[Begin EXERCISE MATERIAL]
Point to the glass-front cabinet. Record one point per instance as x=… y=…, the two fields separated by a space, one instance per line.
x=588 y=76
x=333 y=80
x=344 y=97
[End EXERCISE MATERIAL]
[Begin EXERCISE MATERIAL]
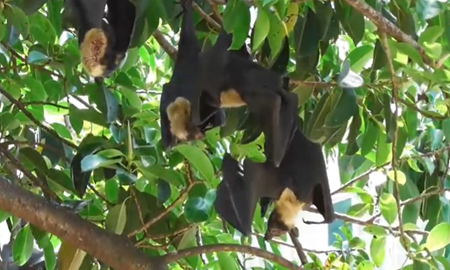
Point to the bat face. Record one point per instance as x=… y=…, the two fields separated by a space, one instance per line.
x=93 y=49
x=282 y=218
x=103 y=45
[End EXERCISE MATERIAL]
Return each line from the rows above that contains the word "Record", copied in full.

• ANSWER TO THIS TASK:
Point to the glass-front cabinet. Record one point per instance as x=… y=…, the two fields separated by a space, one instance per line.
Point to the bat face. Record one point per instance as x=… y=…, the two fields separated by a space, one instance per line.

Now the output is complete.